■ DIRECTIVE ■
Find each line in the items below that contains the word "hair", and copy every such line.

(Recorded data)
↓↓↓
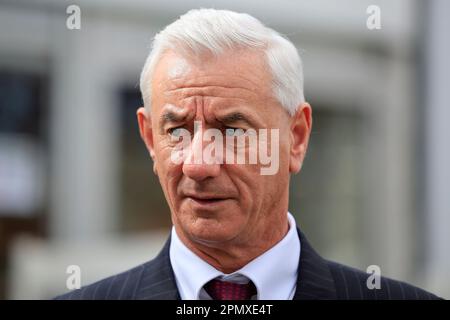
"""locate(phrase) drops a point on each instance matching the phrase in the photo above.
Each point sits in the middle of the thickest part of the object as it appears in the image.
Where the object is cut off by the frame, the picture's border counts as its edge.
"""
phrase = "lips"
(206, 200)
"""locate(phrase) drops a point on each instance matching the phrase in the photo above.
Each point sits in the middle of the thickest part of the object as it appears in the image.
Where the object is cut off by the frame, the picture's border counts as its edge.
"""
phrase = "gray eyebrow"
(234, 117)
(170, 116)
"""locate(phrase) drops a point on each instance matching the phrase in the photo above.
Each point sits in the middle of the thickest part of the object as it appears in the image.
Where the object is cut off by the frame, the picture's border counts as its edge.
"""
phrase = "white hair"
(218, 30)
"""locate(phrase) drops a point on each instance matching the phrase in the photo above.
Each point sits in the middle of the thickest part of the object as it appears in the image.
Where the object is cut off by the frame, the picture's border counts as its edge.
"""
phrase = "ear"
(300, 128)
(146, 131)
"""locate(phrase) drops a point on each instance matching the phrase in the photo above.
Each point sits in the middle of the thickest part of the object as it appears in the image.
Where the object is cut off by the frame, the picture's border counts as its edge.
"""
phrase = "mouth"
(207, 202)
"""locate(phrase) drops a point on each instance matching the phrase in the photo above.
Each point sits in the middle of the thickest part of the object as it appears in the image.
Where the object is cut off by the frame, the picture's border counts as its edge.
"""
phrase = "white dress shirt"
(274, 273)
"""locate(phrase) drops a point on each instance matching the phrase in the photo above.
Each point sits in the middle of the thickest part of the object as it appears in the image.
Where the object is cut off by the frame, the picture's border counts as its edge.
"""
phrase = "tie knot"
(225, 290)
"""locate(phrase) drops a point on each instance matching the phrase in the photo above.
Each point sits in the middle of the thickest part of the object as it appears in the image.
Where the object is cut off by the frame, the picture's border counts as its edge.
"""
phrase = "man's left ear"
(301, 123)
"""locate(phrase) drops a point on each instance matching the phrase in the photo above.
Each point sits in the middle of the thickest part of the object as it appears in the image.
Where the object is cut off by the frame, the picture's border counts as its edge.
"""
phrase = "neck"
(230, 256)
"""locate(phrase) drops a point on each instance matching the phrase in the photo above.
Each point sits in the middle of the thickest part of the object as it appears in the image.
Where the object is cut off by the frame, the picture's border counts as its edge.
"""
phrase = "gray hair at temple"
(218, 30)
↑↑↑
■ SOLUTION ■
phrase = "white hair"
phrase = "gray hair at temple"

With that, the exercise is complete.